### Task directions
Rewrite all of the items below, changing each occurrence of "drop one marker" to "place a single point" and keeping everything else the same.

________________________________________

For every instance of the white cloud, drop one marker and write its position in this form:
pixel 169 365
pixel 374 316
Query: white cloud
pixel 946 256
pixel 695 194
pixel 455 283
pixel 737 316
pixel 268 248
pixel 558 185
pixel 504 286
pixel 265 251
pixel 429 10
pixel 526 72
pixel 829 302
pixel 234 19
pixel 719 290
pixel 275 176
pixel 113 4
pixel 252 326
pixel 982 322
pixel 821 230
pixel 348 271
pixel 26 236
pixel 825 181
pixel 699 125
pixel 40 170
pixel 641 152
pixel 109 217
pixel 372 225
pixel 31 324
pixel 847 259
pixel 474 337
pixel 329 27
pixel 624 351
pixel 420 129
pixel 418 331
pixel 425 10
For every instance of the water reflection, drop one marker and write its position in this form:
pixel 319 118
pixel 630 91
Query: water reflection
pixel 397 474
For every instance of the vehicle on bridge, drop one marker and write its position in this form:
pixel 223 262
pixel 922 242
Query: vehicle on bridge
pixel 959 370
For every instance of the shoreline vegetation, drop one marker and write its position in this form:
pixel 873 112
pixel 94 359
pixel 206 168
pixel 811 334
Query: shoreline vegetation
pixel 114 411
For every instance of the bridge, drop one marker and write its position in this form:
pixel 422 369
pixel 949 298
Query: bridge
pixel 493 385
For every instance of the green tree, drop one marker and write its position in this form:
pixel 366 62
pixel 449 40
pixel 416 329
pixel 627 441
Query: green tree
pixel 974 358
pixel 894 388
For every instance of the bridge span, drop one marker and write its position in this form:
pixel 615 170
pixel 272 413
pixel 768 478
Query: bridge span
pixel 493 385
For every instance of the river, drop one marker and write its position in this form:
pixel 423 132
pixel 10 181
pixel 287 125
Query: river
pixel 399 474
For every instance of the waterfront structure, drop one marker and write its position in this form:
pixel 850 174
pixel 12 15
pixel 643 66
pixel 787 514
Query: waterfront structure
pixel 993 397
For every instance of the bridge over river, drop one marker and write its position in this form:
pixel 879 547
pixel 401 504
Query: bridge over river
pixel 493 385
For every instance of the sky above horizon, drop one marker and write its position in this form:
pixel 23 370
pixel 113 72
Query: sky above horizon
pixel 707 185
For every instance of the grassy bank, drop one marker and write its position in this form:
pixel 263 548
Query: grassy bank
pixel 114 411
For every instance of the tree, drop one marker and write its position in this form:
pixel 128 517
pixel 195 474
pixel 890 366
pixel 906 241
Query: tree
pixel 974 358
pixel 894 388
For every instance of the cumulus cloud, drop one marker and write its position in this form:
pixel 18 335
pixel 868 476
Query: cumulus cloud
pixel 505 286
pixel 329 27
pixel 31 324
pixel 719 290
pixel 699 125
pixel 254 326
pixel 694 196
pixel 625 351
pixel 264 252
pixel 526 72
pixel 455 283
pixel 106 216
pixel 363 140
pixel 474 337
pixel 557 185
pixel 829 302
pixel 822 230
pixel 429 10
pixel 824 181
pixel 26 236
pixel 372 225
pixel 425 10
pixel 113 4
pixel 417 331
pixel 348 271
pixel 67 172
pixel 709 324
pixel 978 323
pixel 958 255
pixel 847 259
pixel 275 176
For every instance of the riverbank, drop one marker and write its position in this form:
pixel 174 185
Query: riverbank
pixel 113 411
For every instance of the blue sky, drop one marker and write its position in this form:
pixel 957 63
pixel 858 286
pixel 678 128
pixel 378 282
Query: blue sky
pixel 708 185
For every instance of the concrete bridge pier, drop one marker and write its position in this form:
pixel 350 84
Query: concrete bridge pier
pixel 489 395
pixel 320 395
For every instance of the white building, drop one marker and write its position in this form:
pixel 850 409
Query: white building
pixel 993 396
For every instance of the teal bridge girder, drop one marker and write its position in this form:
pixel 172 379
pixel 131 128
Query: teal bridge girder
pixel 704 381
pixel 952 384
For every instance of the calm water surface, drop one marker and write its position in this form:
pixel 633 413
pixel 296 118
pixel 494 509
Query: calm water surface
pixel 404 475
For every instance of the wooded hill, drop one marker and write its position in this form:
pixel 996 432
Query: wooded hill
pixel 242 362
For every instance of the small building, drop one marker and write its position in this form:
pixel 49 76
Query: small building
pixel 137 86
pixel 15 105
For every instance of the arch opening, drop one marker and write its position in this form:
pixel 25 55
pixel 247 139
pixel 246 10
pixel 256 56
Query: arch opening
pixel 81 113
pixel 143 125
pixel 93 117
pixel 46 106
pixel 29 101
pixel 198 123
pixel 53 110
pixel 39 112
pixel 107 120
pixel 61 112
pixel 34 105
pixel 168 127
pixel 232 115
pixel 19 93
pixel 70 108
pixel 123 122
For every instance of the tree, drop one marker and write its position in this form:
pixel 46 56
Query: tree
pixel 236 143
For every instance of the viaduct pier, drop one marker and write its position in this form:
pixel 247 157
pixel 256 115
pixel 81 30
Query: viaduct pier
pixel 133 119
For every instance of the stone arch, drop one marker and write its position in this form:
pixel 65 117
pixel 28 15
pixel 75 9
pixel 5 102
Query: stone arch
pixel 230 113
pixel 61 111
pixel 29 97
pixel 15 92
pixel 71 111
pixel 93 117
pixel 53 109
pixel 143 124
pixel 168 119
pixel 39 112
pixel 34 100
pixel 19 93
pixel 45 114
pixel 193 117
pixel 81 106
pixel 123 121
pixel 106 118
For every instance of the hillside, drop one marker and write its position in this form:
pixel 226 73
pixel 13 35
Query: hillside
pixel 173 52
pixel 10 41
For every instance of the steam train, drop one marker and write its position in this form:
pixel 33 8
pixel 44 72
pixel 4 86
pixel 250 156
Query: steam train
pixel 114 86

________________________________________

### Result of the exercise
For every instance of the white cloud, place a single point and write its position in this form:
pixel 169 365
pixel 374 316
Query: white cloud
pixel 946 256
pixel 695 194
pixel 455 283
pixel 737 316
pixel 268 248
pixel 558 185
pixel 504 286
pixel 265 251
pixel 429 10
pixel 526 72
pixel 829 302
pixel 234 19
pixel 719 290
pixel 275 176
pixel 113 4
pixel 252 326
pixel 982 322
pixel 821 230
pixel 348 271
pixel 26 236
pixel 825 181
pixel 699 125
pixel 40 170
pixel 641 152
pixel 109 217
pixel 372 225
pixel 31 324
pixel 847 259
pixel 474 337
pixel 329 27
pixel 624 351
pixel 420 129
pixel 418 331
pixel 425 10
For every instance of the water reflection, place a single point and write its position in this form:
pixel 319 118
pixel 630 91
Query: water reflection
pixel 397 474
For every instance of the vehicle on bridge, place a single point and write its position in this form:
pixel 223 262
pixel 922 242
Query: vehicle on bridge
pixel 959 370
For every instance of the shoreline vegetation, place a single point and write its position in this form:
pixel 873 112
pixel 94 359
pixel 206 168
pixel 811 334
Query: shoreline vegetation
pixel 114 411
For every instance of the bridge, place a single point and write its position in this form:
pixel 422 369
pixel 949 298
Query: bridge
pixel 493 385
For every instance of the green tree, place a single point and write its position in this form:
pixel 366 62
pixel 449 40
pixel 416 329
pixel 627 441
Query: green tree
pixel 974 358
pixel 894 388
For every instance of the bridge span, place a single point and write its position in this form:
pixel 615 170
pixel 272 413
pixel 768 478
Query: bridge span
pixel 493 385
For every instance of the river, place a single point and write its position in this form:
pixel 423 132
pixel 10 181
pixel 287 125
Query: river
pixel 399 474
For every instance of the waterfront structure, place a single point and write its position in this form:
pixel 850 174
pixel 12 15
pixel 643 66
pixel 787 514
Query: waterfront structure
pixel 993 397
For every instance of the bridge over river, place a single point and write its position in this form:
pixel 879 547
pixel 401 504
Query: bridge over river
pixel 493 385
For every instance of the sky above horizon, place a single point and write its position in this form:
pixel 23 370
pixel 113 72
Query: sky above horizon
pixel 707 185
For every instance of the grassy bank, place a single point and write its position in this form:
pixel 263 548
Query: grassy bank
pixel 114 411
For every instance of the tree, place a single point and write its position in this form:
pixel 128 517
pixel 195 474
pixel 890 366
pixel 906 241
Query: tree
pixel 974 358
pixel 894 388
For every instance of the cumulus cloud, place a single point and write its position in this form:
pixel 18 335
pixel 868 476
Query: cumulus cloud
pixel 505 286
pixel 329 27
pixel 31 324
pixel 719 290
pixel 699 125
pixel 254 326
pixel 694 196
pixel 625 351
pixel 264 252
pixel 526 72
pixel 455 283
pixel 106 216
pixel 363 140
pixel 474 337
pixel 557 185
pixel 829 302
pixel 822 230
pixel 429 10
pixel 824 181
pixel 26 236
pixel 372 225
pixel 425 10
pixel 113 4
pixel 417 331
pixel 348 271
pixel 67 172
pixel 709 324
pixel 978 323
pixel 958 255
pixel 847 259
pixel 275 176
For every instance of the riverbank, place a single point and write its position in this form:
pixel 174 185
Query: riverbank
pixel 113 411
For every instance of the blue sky, place a single point and write its position in this form:
pixel 957 63
pixel 858 286
pixel 678 128
pixel 378 282
Query: blue sky
pixel 708 185
For every instance of the concrete bridge pier, place a single point and write its position in this form:
pixel 350 84
Query: concrete bridge pier
pixel 489 395
pixel 320 395
For every instance of the white building, place a single point and write its position in this form:
pixel 850 409
Query: white building
pixel 993 396
For every instance of the teal bridge girder, place a single point and write its position in this form:
pixel 172 379
pixel 131 128
Query: teal bridge girder
pixel 704 381
pixel 952 384
For every instance of the calm water surface, place a single point and write its position in this form:
pixel 633 413
pixel 296 118
pixel 494 509
Query: calm water surface
pixel 404 475
For every instance of the wooded hill, place a single point and write its position in this form:
pixel 996 432
Query: wooded hill
pixel 242 362
For every instance of the small building, place a single point and write its position in this form:
pixel 49 76
Query: small building
pixel 137 86
pixel 15 105
For every instance of the arch opening, place a single point and write its position in this form:
pixel 25 55
pixel 247 139
pixel 246 10
pixel 256 56
Query: arch opening
pixel 81 113
pixel 143 125
pixel 93 117
pixel 46 106
pixel 29 101
pixel 198 123
pixel 53 110
pixel 39 112
pixel 107 120
pixel 61 112
pixel 34 105
pixel 168 127
pixel 232 115
pixel 19 93
pixel 70 108
pixel 123 122
For every instance of the tree, place a single point and write its position in this form:
pixel 46 56
Query: tree
pixel 236 143
For every instance of the viaduct pier, place a single point and write its position in this form:
pixel 247 157
pixel 256 115
pixel 81 30
Query: viaduct pier
pixel 133 119
For every instance of the stone arch, place a single point and write its position in this form:
pixel 65 117
pixel 28 15
pixel 75 9
pixel 5 102
Query: stone arch
pixel 230 113
pixel 61 111
pixel 29 97
pixel 15 92
pixel 71 111
pixel 93 117
pixel 53 109
pixel 143 124
pixel 168 119
pixel 39 112
pixel 34 100
pixel 19 93
pixel 45 114
pixel 193 117
pixel 81 106
pixel 123 121
pixel 106 118
For every instance of the hillside, place a single point and write its position in this form:
pixel 226 73
pixel 13 35
Query: hillside
pixel 173 52
pixel 10 41
For every instance of the steam train, place a single point and write its position in this form:
pixel 33 8
pixel 44 72
pixel 4 86
pixel 250 156
Query: steam train
pixel 114 86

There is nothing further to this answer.